<<<<
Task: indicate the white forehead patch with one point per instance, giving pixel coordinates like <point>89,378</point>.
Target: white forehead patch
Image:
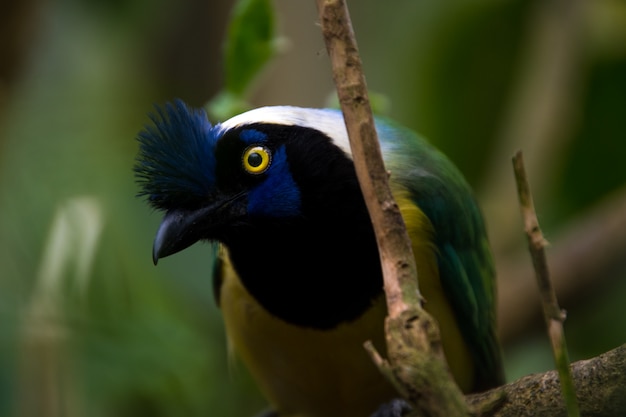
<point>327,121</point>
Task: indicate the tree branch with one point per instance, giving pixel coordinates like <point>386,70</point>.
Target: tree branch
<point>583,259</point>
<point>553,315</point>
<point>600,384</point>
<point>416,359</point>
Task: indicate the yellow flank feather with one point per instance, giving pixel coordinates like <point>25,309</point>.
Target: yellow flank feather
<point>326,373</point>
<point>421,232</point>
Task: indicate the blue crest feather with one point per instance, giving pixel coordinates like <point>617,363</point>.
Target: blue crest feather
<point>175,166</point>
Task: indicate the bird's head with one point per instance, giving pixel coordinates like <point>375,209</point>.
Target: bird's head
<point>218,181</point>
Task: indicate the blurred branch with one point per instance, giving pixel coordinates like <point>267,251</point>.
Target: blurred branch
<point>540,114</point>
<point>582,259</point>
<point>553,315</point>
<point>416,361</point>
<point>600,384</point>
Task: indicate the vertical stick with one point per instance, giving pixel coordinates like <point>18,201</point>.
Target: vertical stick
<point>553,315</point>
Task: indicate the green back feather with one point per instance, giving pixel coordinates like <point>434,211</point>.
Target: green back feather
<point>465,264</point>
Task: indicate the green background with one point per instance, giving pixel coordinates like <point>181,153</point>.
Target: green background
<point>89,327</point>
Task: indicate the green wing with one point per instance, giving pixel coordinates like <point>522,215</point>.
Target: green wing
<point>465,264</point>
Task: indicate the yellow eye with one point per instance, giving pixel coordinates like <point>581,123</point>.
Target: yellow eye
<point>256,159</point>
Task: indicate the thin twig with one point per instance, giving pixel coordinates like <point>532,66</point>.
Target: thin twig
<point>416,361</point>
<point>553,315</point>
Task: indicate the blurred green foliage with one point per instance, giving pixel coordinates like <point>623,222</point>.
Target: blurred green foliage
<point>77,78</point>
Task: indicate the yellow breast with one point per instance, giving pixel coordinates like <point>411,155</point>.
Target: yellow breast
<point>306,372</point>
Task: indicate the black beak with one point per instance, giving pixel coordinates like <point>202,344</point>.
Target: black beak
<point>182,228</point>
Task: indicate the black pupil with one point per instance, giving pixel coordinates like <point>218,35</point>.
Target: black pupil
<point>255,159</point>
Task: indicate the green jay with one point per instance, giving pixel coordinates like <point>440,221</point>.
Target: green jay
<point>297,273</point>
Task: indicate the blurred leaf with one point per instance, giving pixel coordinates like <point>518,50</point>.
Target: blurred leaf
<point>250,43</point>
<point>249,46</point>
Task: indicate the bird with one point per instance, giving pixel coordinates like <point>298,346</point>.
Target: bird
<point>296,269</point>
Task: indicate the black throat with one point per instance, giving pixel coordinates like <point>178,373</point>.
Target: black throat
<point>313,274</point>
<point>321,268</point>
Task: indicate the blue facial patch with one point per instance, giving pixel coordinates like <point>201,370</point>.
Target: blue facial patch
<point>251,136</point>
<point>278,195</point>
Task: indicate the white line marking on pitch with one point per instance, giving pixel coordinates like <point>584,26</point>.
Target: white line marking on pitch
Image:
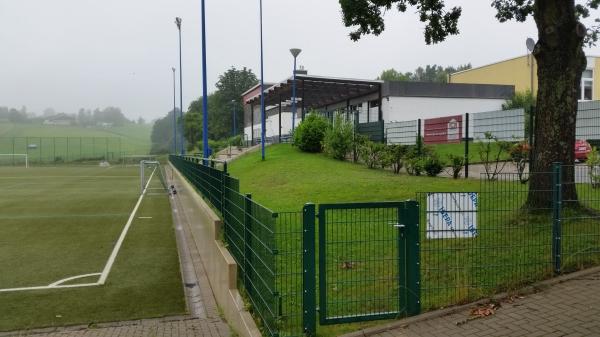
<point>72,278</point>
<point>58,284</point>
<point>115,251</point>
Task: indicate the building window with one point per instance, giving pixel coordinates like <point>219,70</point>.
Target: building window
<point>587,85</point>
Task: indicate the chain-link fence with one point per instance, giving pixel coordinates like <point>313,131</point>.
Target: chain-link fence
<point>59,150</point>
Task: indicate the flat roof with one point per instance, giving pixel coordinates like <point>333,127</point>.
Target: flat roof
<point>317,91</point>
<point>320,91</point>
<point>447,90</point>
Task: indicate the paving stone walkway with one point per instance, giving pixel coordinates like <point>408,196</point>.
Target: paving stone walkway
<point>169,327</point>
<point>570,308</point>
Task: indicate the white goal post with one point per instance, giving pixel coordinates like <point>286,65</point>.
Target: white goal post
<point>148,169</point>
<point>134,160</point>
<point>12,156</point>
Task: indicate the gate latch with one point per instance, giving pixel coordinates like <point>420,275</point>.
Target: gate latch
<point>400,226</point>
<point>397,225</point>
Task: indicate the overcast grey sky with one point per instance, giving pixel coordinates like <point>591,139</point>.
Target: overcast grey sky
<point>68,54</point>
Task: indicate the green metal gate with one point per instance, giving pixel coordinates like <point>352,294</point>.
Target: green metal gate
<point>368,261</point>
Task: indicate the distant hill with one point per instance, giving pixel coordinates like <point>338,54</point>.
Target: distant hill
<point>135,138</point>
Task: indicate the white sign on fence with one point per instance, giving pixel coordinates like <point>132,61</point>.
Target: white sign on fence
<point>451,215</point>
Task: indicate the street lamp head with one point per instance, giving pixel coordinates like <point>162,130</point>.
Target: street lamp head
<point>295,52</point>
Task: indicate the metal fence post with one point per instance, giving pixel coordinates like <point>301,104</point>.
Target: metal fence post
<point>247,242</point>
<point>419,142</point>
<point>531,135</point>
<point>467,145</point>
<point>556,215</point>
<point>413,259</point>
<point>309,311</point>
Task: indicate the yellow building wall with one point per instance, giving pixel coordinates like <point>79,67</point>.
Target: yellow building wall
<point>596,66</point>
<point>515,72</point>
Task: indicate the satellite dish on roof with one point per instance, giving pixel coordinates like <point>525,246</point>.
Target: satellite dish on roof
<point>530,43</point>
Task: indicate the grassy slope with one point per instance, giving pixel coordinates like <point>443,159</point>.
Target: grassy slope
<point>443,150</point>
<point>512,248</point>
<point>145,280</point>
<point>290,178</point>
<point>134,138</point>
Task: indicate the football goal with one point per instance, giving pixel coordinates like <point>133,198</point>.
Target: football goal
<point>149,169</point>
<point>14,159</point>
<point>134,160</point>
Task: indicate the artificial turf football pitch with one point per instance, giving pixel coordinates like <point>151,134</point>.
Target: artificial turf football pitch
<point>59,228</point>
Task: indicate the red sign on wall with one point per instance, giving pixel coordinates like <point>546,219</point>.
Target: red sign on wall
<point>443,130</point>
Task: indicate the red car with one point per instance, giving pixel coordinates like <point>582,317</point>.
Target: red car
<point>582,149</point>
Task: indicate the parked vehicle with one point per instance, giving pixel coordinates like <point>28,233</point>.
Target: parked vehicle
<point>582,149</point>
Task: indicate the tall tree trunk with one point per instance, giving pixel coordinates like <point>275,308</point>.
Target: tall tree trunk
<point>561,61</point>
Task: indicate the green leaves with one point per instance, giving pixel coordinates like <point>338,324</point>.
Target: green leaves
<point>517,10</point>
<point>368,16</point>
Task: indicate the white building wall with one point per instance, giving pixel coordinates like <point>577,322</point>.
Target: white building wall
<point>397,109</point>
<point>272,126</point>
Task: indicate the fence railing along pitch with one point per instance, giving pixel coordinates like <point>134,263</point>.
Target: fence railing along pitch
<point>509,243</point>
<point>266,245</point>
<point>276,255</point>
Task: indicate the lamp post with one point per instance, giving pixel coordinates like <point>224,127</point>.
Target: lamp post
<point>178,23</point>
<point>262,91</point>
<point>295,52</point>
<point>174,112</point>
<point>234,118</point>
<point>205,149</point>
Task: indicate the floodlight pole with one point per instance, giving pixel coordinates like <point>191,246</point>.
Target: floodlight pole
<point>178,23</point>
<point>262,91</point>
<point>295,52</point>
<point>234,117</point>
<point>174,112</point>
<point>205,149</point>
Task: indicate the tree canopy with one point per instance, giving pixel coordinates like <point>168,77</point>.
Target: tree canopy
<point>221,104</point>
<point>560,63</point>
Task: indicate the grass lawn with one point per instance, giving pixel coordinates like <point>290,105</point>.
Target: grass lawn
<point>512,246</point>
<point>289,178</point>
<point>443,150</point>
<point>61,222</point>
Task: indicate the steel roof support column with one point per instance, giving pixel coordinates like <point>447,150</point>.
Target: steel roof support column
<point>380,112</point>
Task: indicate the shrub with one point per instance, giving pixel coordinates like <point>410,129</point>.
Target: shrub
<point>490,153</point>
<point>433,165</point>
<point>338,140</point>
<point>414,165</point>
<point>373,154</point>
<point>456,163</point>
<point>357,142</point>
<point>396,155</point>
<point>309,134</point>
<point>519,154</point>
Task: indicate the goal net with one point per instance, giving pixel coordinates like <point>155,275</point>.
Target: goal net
>>>>
- **About this task**:
Given the records above, restate word for word only the lines starting at the one with "Target: yellow breast" and ending at the one with "Task: indicate the blurred leaf".

- **Solution for this problem**:
Target: yellow breast
<point>306,372</point>
Task: indicate the black beak with one point per instance, giving pixel coordinates like <point>202,344</point>.
Target: black beak
<point>182,228</point>
Task: indicate the black pupil with one point per instance, giving pixel coordinates like <point>218,35</point>.
Target: black pupil
<point>255,159</point>
Task: indicate the green jay with one point per instance, giving pixel coordinates like <point>440,221</point>.
Target: green jay
<point>297,273</point>
Task: indicate the blurred leaf with one point per instance, giving pixel coordinates like <point>518,50</point>.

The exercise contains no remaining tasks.